• **Text segment**:
How to Test a Claude Skill: Evals, Triggering, and Description Optimization
Most Claude skills ship without a single real test. Here's the eval loop I use: 20 queries, a train/test split, and a trigger-rate target to prove a skill fires when it should and stays quiet when it shouldn't.
A skill that never fires is not a skill. It’s a file.
Writing a Claude skill is the easy part. Knowing whether it actually works (whether it fires when you need it and stays quiet when it shouldn’t) requires evals.
If you haven’t shipped a skill yet, start with the full guide to building Claude Code skills. To get the SKILL.md structure right before testing, read the SKILL.md structure and frontmatter guide. For real-world examples of tested skills, see the Claude skill examples.
Skills tend to undertrigger, and you won’t notice
The most common failure is undertrigger: the skill exists, the description looks fine, and Claude never loads it. You write a query. Nothing happens. You assume it worked. It didn’t.
Claude only reaches for a skill when it decides the task can’t be handled trivially from its own weights. A vague or passive description (“this skill helps with X”) reads as optional. Claude skips it. The description is the only signal Claude checks before deciding whether to load a skill. If it doesn’t compel action, nothing loads, and you never find out: the model answers confidently from training data and keeps going.
Build the eval set before you touch the description
Build roughly 20 eval queries before adjusting anything. Half should be cases where the skill should trigger: real queries from your intended use cases. The other half should be queries where it should not trigger: adjacent topics, overlapping intent, things a reasonable user might ask that the skill was never designed to handle.
Split them 60/40: twelve for training (the set you iterate against) and eight held out for testing. That split matters. If you optimize purely against your training queries, you will overfit. The description gets suspiciously good at those exact twelve examples and fails on anything slightly different. The test set is the only honest measure.

Dataset entries:
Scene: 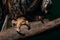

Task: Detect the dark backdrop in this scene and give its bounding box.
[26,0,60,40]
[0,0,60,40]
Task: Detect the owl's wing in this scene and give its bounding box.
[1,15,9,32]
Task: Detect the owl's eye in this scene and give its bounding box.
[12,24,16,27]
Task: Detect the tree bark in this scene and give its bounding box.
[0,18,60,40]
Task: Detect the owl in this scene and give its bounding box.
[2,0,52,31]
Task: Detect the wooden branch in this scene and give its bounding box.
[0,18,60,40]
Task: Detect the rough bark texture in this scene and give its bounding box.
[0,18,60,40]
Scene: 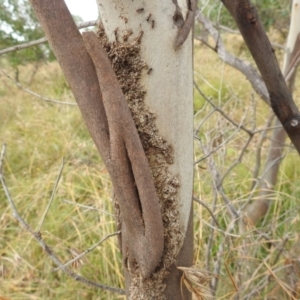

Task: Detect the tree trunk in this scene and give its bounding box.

--

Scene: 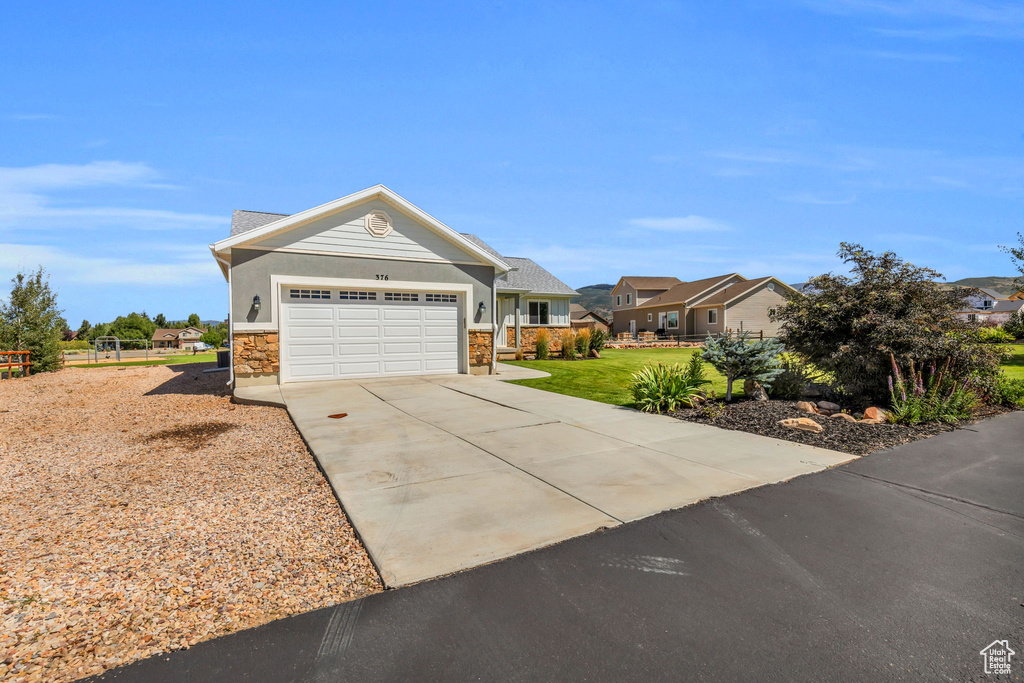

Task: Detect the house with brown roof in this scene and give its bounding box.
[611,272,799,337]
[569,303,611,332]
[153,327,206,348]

• **Task set**:
A - Answer these questions from the article on testing Claude skills:
(i) What does it call the most common failure of a skill?
(ii) Roughly how many eval queries should be built before adjusting anything?
(iii) How many of those queries go to training and how many are held out for testing?
B - From the article on testing Claude skills, extract everything from "Writing a Claude" down to "worked. It didn’t.".

• **Solutions to the exercise**:
A -
(i) Undertrigger.
(ii) Roughly 20.
(iii) Twelve for training and eight held out for testing.

B -
Writing a Claude skill is the easy part. Knowing whether it actually works (whether it fires when you need it and stays quiet when it shouldn’t) requires evals.
If you haven’t shipped a skill yet, start with the full guide to building Claude Code skills. To get the SKILL.md structure right before testing, read the SKILL.md structure and frontmatter guide. For real-world examples of tested skills, see the Claude skill examples.
Skills tend to undertrigger, and you won’t notice
The most common failure is undertrigger: the skill exists, the description looks fine, and Claude never loads it. You write a query. Nothing happens. You assume it worked. It didn’t.